Convert every line of all the items below into a JSON list of strings, with one string per line and blank lines omitted.

* Start *

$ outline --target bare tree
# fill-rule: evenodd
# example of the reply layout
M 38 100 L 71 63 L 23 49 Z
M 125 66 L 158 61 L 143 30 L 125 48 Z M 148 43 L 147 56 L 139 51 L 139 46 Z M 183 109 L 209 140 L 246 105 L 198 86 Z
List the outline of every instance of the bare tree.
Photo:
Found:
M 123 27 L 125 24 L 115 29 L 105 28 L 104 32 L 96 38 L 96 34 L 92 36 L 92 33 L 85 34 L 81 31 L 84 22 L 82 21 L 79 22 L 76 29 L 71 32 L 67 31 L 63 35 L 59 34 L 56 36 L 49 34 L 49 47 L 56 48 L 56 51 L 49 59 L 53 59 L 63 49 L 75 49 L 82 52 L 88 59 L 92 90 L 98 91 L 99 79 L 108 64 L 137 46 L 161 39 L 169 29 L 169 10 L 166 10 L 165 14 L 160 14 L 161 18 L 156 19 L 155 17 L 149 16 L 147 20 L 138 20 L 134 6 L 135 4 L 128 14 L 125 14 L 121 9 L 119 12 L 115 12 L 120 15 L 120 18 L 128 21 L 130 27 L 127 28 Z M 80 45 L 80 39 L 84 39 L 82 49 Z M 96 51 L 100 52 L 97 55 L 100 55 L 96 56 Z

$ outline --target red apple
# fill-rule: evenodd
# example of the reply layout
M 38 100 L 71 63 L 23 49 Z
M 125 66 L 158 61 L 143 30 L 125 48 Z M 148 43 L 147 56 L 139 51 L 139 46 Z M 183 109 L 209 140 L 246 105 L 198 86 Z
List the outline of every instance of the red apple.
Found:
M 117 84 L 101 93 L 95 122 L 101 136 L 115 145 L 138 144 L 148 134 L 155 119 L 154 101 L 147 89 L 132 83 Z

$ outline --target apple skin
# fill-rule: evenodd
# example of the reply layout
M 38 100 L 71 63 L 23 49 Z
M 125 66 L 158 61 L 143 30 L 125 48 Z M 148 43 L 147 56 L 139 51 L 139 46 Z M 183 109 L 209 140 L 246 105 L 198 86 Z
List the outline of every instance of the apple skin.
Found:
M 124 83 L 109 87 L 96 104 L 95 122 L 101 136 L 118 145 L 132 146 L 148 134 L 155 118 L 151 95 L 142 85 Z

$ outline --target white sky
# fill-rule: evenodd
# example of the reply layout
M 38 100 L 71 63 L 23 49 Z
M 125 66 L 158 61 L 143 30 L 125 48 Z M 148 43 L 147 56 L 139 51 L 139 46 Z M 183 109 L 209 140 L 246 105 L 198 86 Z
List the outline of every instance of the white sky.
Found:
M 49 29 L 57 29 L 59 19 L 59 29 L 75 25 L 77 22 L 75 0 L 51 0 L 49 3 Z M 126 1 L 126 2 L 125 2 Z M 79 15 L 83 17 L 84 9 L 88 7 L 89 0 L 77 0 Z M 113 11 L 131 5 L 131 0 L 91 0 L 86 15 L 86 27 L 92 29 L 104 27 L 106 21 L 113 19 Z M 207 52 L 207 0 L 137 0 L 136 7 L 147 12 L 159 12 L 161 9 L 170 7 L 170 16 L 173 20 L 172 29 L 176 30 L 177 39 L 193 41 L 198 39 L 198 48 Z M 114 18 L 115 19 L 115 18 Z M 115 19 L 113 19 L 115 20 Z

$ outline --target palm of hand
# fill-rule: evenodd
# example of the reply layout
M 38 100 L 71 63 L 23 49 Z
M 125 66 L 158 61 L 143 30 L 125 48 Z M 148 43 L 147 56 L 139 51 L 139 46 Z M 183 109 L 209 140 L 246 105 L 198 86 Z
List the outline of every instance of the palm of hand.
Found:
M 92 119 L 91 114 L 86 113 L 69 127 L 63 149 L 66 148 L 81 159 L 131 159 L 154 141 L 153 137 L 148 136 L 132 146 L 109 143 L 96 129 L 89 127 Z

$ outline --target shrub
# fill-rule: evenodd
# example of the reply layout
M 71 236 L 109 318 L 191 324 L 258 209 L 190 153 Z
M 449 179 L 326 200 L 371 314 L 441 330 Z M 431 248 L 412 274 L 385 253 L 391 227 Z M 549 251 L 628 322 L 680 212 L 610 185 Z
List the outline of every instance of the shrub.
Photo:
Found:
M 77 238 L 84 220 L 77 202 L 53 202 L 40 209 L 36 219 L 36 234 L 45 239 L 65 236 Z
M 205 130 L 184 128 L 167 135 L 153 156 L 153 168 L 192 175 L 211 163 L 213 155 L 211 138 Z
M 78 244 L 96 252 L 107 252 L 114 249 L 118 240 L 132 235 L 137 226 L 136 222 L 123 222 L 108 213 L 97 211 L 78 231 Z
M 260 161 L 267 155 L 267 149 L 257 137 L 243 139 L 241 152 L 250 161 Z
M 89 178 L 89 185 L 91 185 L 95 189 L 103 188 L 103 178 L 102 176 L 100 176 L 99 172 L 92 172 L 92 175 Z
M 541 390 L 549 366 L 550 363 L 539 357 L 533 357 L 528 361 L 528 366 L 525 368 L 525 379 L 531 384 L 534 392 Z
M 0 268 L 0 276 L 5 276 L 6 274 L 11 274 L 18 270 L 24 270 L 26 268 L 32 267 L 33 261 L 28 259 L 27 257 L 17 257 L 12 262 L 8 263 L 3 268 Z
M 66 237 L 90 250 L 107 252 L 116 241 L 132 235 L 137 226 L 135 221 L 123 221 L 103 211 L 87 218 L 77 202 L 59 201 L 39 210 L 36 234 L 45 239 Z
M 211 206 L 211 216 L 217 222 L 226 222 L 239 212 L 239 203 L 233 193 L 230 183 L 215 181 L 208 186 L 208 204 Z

* End *

## Solution for this exercise
[
  "$ outline --target bare tree",
  "# fill-rule: evenodd",
  "# example of the reply layout",
  "M 38 100 L 71 63 L 23 49 Z",
  "M 125 66 L 158 61 L 143 30 L 125 48 Z M 148 43 L 147 56 L 139 51 L 139 46 Z M 183 109 L 209 140 L 246 105 L 198 86 Z",
  "List the outline of every instance of the bare tree.",
  "Photo:",
  "Found:",
  "M 123 27 L 125 24 L 115 29 L 105 28 L 104 32 L 96 38 L 96 34 L 92 36 L 92 33 L 85 34 L 81 31 L 84 22 L 82 21 L 79 22 L 76 29 L 71 32 L 67 31 L 63 35 L 59 34 L 56 36 L 49 34 L 49 47 L 56 48 L 56 51 L 49 59 L 53 59 L 63 49 L 75 49 L 82 52 L 88 59 L 92 90 L 98 91 L 99 79 L 108 64 L 137 46 L 161 39 L 169 29 L 169 10 L 166 10 L 165 14 L 160 14 L 161 18 L 156 19 L 155 17 L 149 16 L 147 20 L 138 20 L 134 6 L 135 4 L 128 14 L 125 14 L 121 9 L 119 12 L 115 12 L 120 15 L 120 18 L 128 21 L 130 27 L 127 28 Z M 80 45 L 80 39 L 84 39 L 82 49 Z M 96 51 L 100 52 L 97 55 L 100 55 L 96 56 Z",
  "$ outline --target red apple",
  "# fill-rule: evenodd",
  "# example of the reply layout",
  "M 38 100 L 71 63 L 23 49 Z",
  "M 125 66 L 158 61 L 143 30 L 125 48 Z M 148 43 L 147 56 L 139 51 L 139 46 Z M 183 109 L 209 140 L 246 105 L 198 86 Z",
  "List the outline of every instance of the red apple.",
  "Found:",
  "M 117 84 L 101 93 L 95 122 L 101 136 L 115 145 L 138 144 L 148 134 L 155 119 L 154 101 L 147 89 L 132 83 Z",
  "$ outline --target apple skin",
  "# fill-rule: evenodd",
  "# example of the reply layout",
  "M 38 100 L 71 63 L 23 49 Z",
  "M 125 66 L 158 61 L 143 30 L 125 48 Z M 148 43 L 147 56 L 139 51 L 139 46 Z M 183 109 L 209 140 L 246 105 L 198 86 Z",
  "List the outline of every instance of the apple skin.",
  "Found:",
  "M 124 83 L 109 87 L 96 104 L 95 122 L 101 136 L 118 145 L 132 146 L 148 134 L 155 118 L 151 95 L 142 85 Z",
  "$ outline --target white sky",
  "# fill-rule: evenodd",
  "# example of the reply layout",
  "M 38 100 L 71 63 L 23 49 Z",
  "M 125 66 L 158 61 L 143 30 L 125 48 Z M 148 43 L 147 56 L 139 51 L 139 46 Z M 183 109 L 209 140 L 246 105 L 198 86 Z",
  "List the outline of every instance of the white sky.",
  "Found:",
  "M 49 29 L 57 29 L 59 19 L 59 29 L 75 25 L 77 22 L 75 0 L 51 0 L 49 3 Z M 126 1 L 126 2 L 125 2 Z M 79 15 L 83 17 L 84 9 L 88 7 L 89 0 L 77 0 Z M 113 11 L 131 5 L 131 0 L 91 0 L 86 15 L 86 27 L 92 29 L 104 27 L 106 21 L 113 19 Z M 207 52 L 207 0 L 137 0 L 136 7 L 147 12 L 159 12 L 161 9 L 170 7 L 170 16 L 173 20 L 172 29 L 176 30 L 177 39 L 193 41 L 198 39 L 198 48 Z M 114 18 L 115 19 L 115 18 Z M 115 19 L 113 19 L 115 20 Z",
  "$ outline --target palm of hand",
  "# fill-rule: evenodd",
  "# example of the reply layout",
  "M 38 100 L 71 63 L 23 49 Z",
  "M 125 66 L 158 61 L 143 30 L 125 48 Z M 148 43 L 147 56 L 139 51 L 139 46 Z M 183 109 L 209 140 L 246 105 L 198 86 Z",
  "List the outline of every instance of the palm of hand.",
  "Found:",
  "M 92 119 L 91 114 L 86 113 L 69 127 L 63 149 L 66 148 L 81 159 L 131 159 L 154 141 L 153 137 L 148 136 L 132 146 L 109 143 L 96 129 L 89 127 Z",
  "$ outline --target shrub",
  "# fill-rule: evenodd",
  "# example of the reply layout",
  "M 71 236 L 109 318 L 191 324 L 258 209 L 190 153 Z",
  "M 449 179 L 326 200 L 371 314 L 441 330 Z M 431 248 L 412 274 L 385 253 L 391 227 Z M 549 251 L 628 322 L 680 212 L 610 185 Z",
  "List the outline of every instance of the shrub.",
  "Photo:",
  "Found:",
  "M 77 238 L 84 220 L 77 202 L 53 202 L 40 209 L 36 219 L 36 234 L 45 239 L 65 236 Z",
  "M 205 130 L 184 128 L 167 135 L 153 156 L 153 168 L 192 175 L 211 163 L 213 155 L 211 138 Z",
  "M 78 244 L 96 252 L 107 252 L 114 249 L 118 240 L 132 235 L 137 226 L 136 222 L 123 222 L 108 213 L 97 211 L 78 231 Z",
  "M 260 161 L 267 155 L 267 149 L 257 137 L 243 139 L 241 152 L 250 161 Z",
  "M 89 178 L 89 185 L 91 185 L 95 189 L 103 188 L 103 178 L 102 176 L 100 176 L 99 172 L 92 172 L 92 175 Z",
  "M 541 390 L 549 366 L 550 363 L 539 357 L 533 357 L 528 361 L 528 366 L 525 368 L 525 379 L 531 384 L 534 392 Z",
  "M 0 268 L 0 276 L 5 276 L 6 274 L 11 274 L 18 270 L 24 270 L 26 268 L 32 267 L 33 261 L 28 259 L 27 257 L 17 257 L 12 262 L 8 263 L 3 268 Z",
  "M 66 237 L 90 250 L 107 252 L 116 241 L 132 235 L 137 226 L 135 221 L 123 221 L 103 211 L 87 218 L 77 202 L 59 201 L 39 210 L 36 234 L 45 239 Z",
  "M 211 206 L 211 216 L 217 222 L 226 222 L 239 212 L 239 203 L 233 193 L 230 183 L 215 181 L 208 186 L 208 204 Z"
]